*EXCERPTED TEXT*:

BEGIN

Ambassador of Ghana
- President: Kofi Abrefa Busia, John Kufuor

Personal details
- Born: Kofi Nyann Dsane-Selby 1931 Saltpond
- Died: 18 July 2017 (aged 85–86) Accra
- Party: New Patriotic Party
- Children: 8
- Education: Mfantsipim School

= Kofi Dsane-Selby =

Ghanaian diplomat (1931 - 2017)

Dr. Kofi Dsane-Selby (also known as Kofi Nyann Dsane-Selby, 1931 - 18 July 2017) was a former Ambassador of Ghana during the Busia and Kufour regimes.

== Early life and education ==
He hailed from Saltpond in the Central Region of Ghana. He attended Mfantsipim School and completed in 1950.

== Career ==
He was a medical doctor by profession. He was also a former President of the Ghana Medical Association. He was also a former chairman for Asante Kotoko in the 1960s.

== Political life ==
He was a founding member of the New Patriotic Party. He contested for the NPP's flagbearership in 1992 and also in 1996 during the party's primaries.

== Ambassadorial role ==
He was the Ambassador of Ghana to France from 1970 to 1972.

== Personal life ==
He was married to Rosamond Dsane-Selby and they had eight children. His father was Ekow Nyanka Selby and his mother was Madam Lydia Okan Kai Dsane. He was a Freemason and a Methodist.

== Awards ==
In 2008, he received the Order of the Star – Companion Award due to his contribution to Ghana's politics, public service and healthcare.

== Death and burial ==
Selby died on 18 July 2017 at Korle Bu Teaching Hospital in Accra. On 10 September 2017, he was buried in Cape Coast.

END

*DATA EXTRACT*:
BEGIN

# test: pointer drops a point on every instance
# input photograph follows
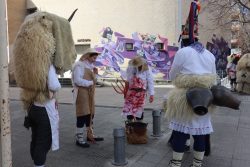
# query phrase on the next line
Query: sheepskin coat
(43, 39)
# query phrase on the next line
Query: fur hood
(177, 105)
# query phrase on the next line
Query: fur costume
(43, 39)
(177, 105)
(243, 74)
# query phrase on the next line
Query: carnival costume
(84, 81)
(139, 82)
(193, 67)
(43, 49)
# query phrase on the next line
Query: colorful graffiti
(219, 47)
(155, 49)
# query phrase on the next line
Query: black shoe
(96, 139)
(82, 144)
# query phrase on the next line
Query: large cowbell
(223, 97)
(199, 99)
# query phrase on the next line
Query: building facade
(163, 17)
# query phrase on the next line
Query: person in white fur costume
(43, 49)
(193, 66)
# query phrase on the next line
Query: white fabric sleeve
(53, 82)
(177, 65)
(78, 77)
(150, 82)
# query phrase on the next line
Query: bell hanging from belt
(199, 99)
(224, 97)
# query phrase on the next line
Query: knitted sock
(198, 157)
(176, 161)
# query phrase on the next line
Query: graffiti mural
(219, 47)
(155, 49)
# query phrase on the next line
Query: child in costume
(84, 81)
(140, 79)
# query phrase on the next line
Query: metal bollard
(119, 147)
(156, 123)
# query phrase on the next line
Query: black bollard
(119, 147)
(156, 123)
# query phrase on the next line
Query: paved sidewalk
(230, 141)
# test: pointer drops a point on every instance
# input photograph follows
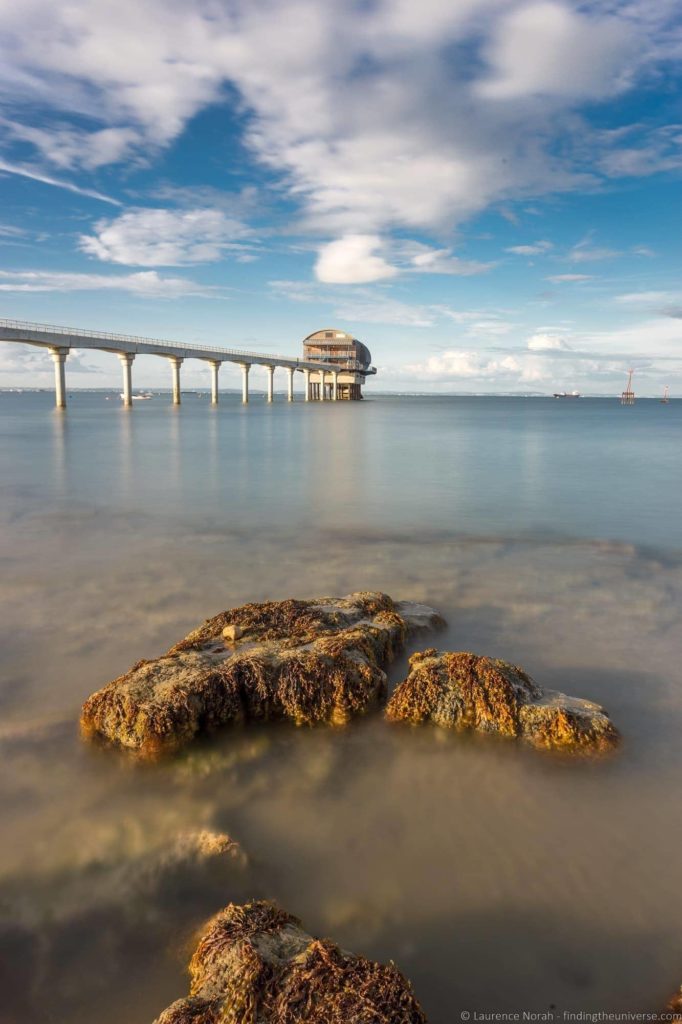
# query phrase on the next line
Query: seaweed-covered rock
(255, 965)
(92, 921)
(675, 1005)
(463, 691)
(309, 662)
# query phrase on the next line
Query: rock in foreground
(308, 662)
(255, 964)
(463, 691)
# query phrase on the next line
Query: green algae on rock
(463, 691)
(255, 965)
(306, 662)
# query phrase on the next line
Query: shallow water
(547, 532)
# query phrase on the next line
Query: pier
(328, 381)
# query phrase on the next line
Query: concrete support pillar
(126, 365)
(59, 357)
(215, 367)
(176, 363)
(246, 367)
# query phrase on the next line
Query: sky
(486, 193)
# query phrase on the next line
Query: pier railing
(131, 339)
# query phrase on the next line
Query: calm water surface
(548, 532)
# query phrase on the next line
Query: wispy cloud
(534, 249)
(380, 131)
(37, 175)
(145, 284)
(167, 238)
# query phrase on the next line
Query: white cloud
(69, 147)
(364, 258)
(547, 343)
(420, 258)
(535, 249)
(352, 260)
(646, 298)
(560, 279)
(35, 174)
(147, 284)
(166, 238)
(583, 253)
(547, 49)
(358, 109)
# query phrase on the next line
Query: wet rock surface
(460, 690)
(306, 662)
(255, 964)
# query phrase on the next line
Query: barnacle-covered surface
(461, 690)
(255, 965)
(307, 662)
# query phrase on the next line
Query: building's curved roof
(361, 352)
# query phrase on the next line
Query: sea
(499, 880)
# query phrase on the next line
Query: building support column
(176, 363)
(246, 367)
(126, 365)
(59, 357)
(215, 367)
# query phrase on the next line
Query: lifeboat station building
(349, 365)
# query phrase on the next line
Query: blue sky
(485, 192)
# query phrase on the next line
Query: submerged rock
(256, 964)
(463, 691)
(308, 662)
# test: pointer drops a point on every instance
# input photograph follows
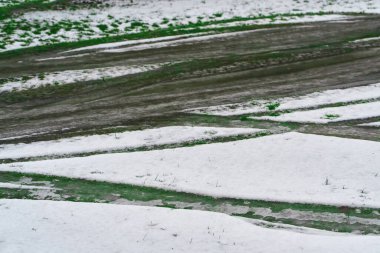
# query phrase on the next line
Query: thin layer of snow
(62, 57)
(290, 103)
(289, 167)
(330, 114)
(178, 42)
(72, 76)
(366, 39)
(372, 124)
(132, 42)
(20, 186)
(115, 141)
(160, 14)
(283, 20)
(46, 226)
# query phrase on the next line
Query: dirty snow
(124, 140)
(122, 17)
(178, 42)
(72, 76)
(330, 114)
(132, 42)
(372, 124)
(20, 186)
(290, 103)
(46, 226)
(289, 167)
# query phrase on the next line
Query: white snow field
(20, 186)
(62, 227)
(72, 76)
(126, 17)
(290, 167)
(330, 114)
(290, 103)
(123, 140)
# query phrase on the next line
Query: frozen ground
(40, 226)
(290, 103)
(46, 27)
(71, 76)
(330, 114)
(372, 124)
(123, 140)
(290, 167)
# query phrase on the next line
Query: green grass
(102, 192)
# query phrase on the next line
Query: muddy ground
(267, 63)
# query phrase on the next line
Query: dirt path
(274, 62)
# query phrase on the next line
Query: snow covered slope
(330, 114)
(72, 76)
(290, 103)
(124, 140)
(62, 227)
(126, 17)
(290, 167)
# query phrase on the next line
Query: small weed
(273, 106)
(331, 116)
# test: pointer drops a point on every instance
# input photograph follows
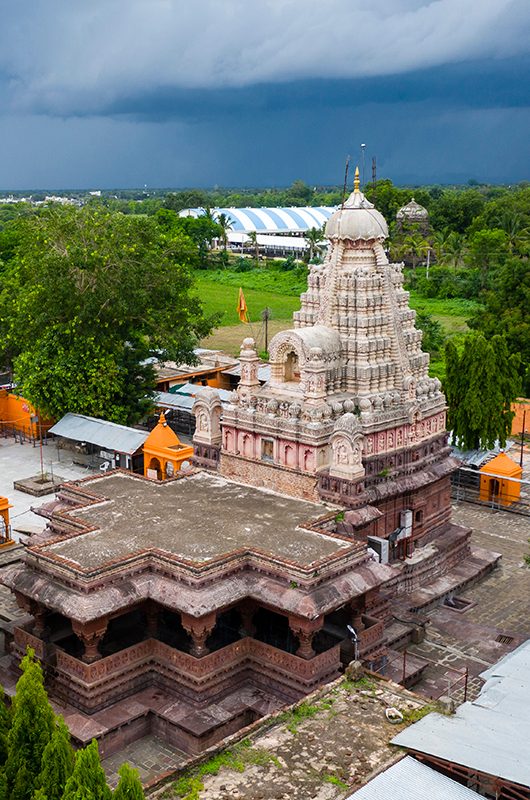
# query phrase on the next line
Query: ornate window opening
(291, 368)
(267, 450)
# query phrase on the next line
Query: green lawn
(222, 298)
(280, 292)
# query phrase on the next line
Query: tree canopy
(481, 383)
(86, 298)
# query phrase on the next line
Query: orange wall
(517, 422)
(16, 412)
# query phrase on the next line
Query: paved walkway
(23, 460)
(151, 756)
(498, 619)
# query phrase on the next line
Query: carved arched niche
(287, 359)
(207, 410)
(346, 448)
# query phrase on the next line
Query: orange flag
(242, 307)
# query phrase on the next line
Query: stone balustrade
(129, 666)
(22, 639)
(372, 635)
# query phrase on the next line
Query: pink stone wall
(258, 473)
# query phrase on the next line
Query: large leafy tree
(480, 384)
(88, 296)
(87, 780)
(31, 729)
(57, 763)
(506, 312)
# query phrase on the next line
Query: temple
(312, 529)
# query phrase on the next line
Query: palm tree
(439, 243)
(253, 240)
(224, 222)
(413, 247)
(455, 247)
(513, 224)
(314, 237)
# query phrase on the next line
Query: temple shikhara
(311, 530)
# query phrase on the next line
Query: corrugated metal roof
(100, 432)
(264, 372)
(194, 389)
(492, 733)
(411, 780)
(270, 220)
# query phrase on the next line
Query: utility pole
(522, 437)
(265, 316)
(363, 148)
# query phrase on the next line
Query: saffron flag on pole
(242, 307)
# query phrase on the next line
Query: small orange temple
(5, 527)
(500, 481)
(164, 453)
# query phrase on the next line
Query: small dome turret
(357, 219)
(413, 212)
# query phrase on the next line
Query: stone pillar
(90, 633)
(304, 630)
(247, 611)
(199, 628)
(151, 615)
(39, 614)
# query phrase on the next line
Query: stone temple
(314, 528)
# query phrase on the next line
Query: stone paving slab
(501, 606)
(338, 737)
(151, 756)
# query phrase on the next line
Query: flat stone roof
(196, 518)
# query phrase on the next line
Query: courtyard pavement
(23, 460)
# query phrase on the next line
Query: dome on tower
(357, 219)
(413, 212)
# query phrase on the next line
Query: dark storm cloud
(71, 57)
(112, 93)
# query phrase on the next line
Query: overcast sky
(122, 93)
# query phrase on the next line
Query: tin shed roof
(411, 780)
(100, 432)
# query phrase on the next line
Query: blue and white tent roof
(269, 220)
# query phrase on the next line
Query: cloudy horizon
(126, 93)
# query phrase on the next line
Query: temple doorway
(274, 629)
(155, 467)
(123, 632)
(292, 368)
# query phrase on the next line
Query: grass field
(280, 292)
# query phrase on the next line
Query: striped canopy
(269, 220)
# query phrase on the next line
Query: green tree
(454, 248)
(225, 223)
(253, 241)
(86, 299)
(31, 730)
(57, 763)
(5, 724)
(505, 312)
(87, 781)
(129, 786)
(480, 384)
(486, 251)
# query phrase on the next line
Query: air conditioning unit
(405, 523)
(379, 546)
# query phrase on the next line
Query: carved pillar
(247, 611)
(304, 630)
(151, 616)
(199, 628)
(90, 633)
(39, 615)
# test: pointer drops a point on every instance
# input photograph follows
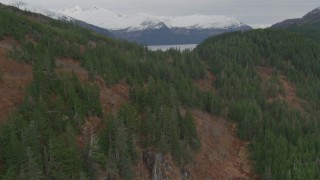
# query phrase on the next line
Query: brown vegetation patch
(8, 42)
(31, 39)
(222, 154)
(65, 65)
(112, 98)
(14, 79)
(207, 83)
(290, 95)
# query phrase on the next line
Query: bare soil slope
(14, 79)
(222, 154)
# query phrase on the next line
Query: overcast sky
(252, 12)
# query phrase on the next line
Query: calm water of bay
(180, 47)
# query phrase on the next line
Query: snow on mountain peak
(201, 21)
(115, 21)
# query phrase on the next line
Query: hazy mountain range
(144, 28)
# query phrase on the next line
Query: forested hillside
(62, 130)
(99, 108)
(269, 82)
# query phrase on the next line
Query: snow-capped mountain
(23, 5)
(112, 20)
(148, 29)
(35, 8)
(116, 21)
(142, 28)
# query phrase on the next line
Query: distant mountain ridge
(142, 28)
(56, 15)
(155, 30)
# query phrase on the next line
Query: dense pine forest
(48, 136)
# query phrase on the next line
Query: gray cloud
(252, 12)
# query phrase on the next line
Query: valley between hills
(79, 105)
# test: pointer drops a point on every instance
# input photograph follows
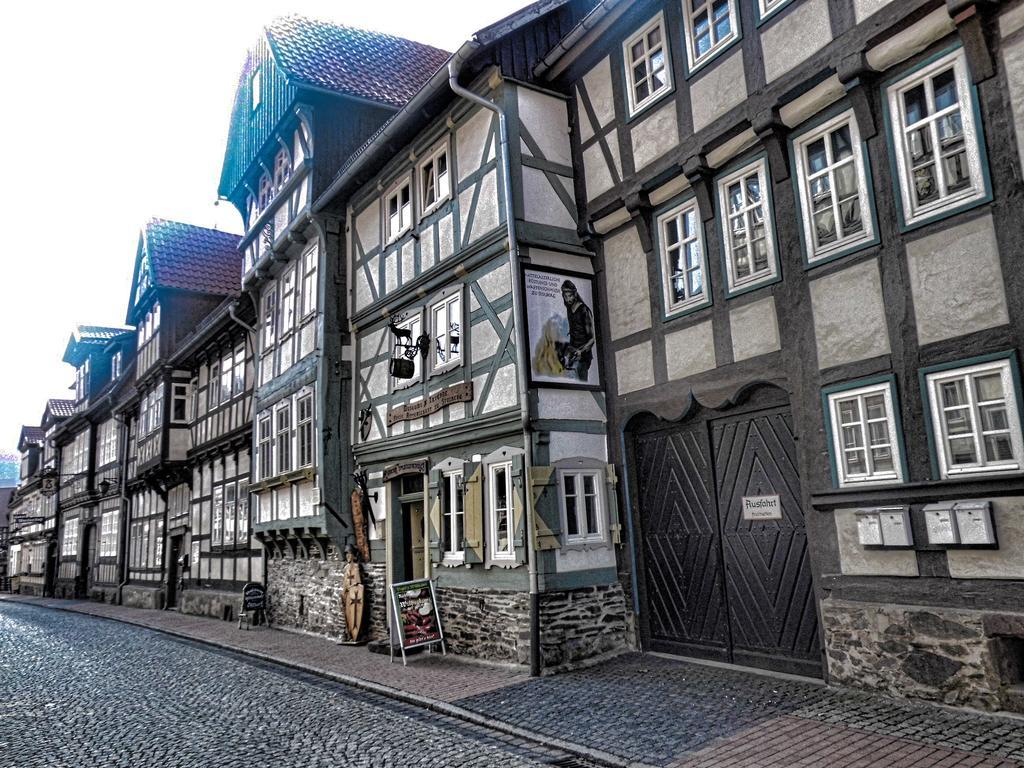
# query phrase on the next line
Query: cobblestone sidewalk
(639, 710)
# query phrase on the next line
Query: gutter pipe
(455, 65)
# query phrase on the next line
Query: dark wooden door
(770, 594)
(717, 586)
(682, 553)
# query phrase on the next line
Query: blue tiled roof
(193, 258)
(368, 65)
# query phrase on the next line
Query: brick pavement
(642, 710)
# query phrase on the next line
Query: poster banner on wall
(561, 329)
(416, 620)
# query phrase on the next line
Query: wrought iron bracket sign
(457, 393)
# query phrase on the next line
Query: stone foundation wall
(965, 657)
(142, 597)
(211, 603)
(582, 624)
(576, 625)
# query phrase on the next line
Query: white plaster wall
(690, 350)
(956, 281)
(597, 83)
(547, 120)
(635, 368)
(718, 89)
(629, 295)
(849, 316)
(754, 329)
(1005, 562)
(796, 37)
(655, 135)
(855, 560)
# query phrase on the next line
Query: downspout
(455, 65)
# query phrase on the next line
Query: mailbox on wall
(885, 526)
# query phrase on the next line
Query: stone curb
(603, 759)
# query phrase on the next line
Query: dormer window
(256, 86)
(282, 170)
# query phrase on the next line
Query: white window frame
(913, 213)
(639, 104)
(816, 253)
(493, 510)
(939, 427)
(672, 306)
(443, 304)
(404, 221)
(450, 520)
(584, 535)
(859, 394)
(734, 285)
(430, 161)
(693, 59)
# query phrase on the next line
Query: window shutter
(611, 496)
(473, 510)
(434, 518)
(543, 481)
(518, 509)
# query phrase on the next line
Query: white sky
(118, 112)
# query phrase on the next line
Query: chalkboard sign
(417, 621)
(253, 597)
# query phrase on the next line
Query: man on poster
(578, 354)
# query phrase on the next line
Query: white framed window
(435, 179)
(937, 143)
(500, 506)
(283, 438)
(256, 87)
(710, 26)
(217, 535)
(445, 325)
(264, 446)
(413, 324)
(975, 420)
(864, 435)
(747, 226)
(230, 499)
(304, 419)
(835, 194)
(581, 496)
(397, 210)
(684, 263)
(453, 523)
(648, 72)
(309, 287)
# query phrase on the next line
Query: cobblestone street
(93, 682)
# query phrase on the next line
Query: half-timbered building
(308, 95)
(806, 220)
(182, 272)
(217, 555)
(89, 489)
(33, 507)
(477, 412)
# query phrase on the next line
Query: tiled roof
(193, 258)
(60, 409)
(369, 65)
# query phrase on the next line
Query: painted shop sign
(560, 328)
(406, 468)
(448, 396)
(416, 620)
(762, 508)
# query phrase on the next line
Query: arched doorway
(724, 564)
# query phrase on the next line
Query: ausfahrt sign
(762, 508)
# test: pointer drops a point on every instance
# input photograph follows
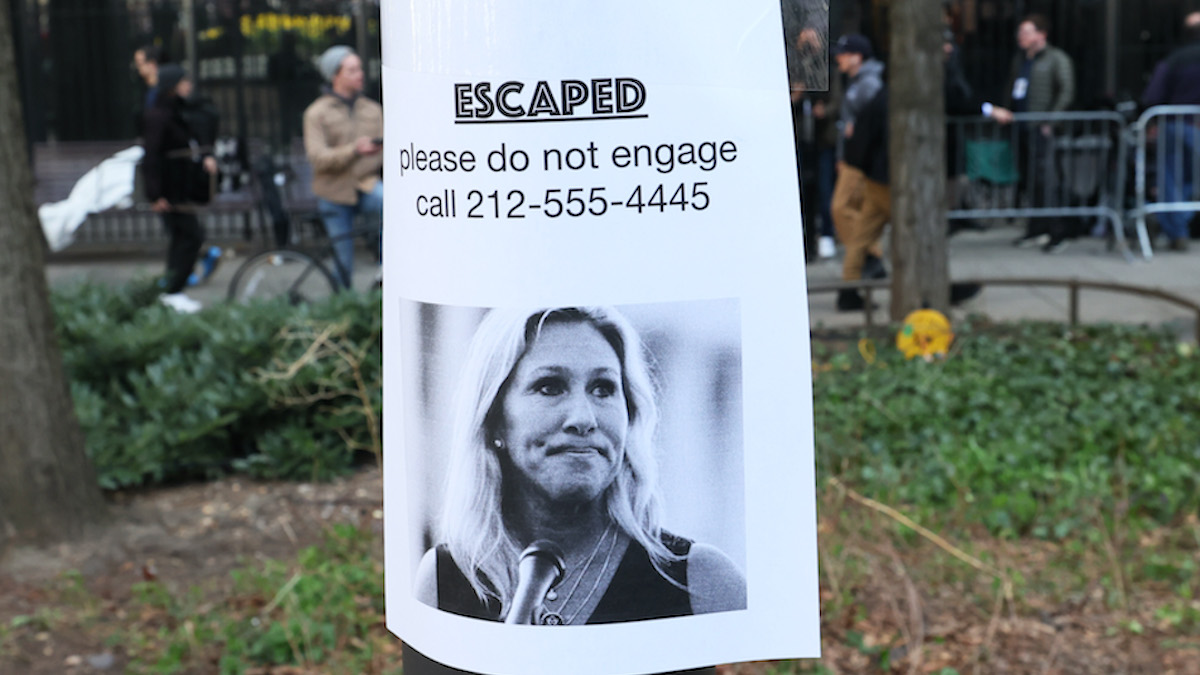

END

*AIM OF THE TASK*: In the Kofi Dsane-Selby article, to which country was he Ghana's ambassador, and for which years?

*TASK RESPONSE*: France, from 1970 to 1972.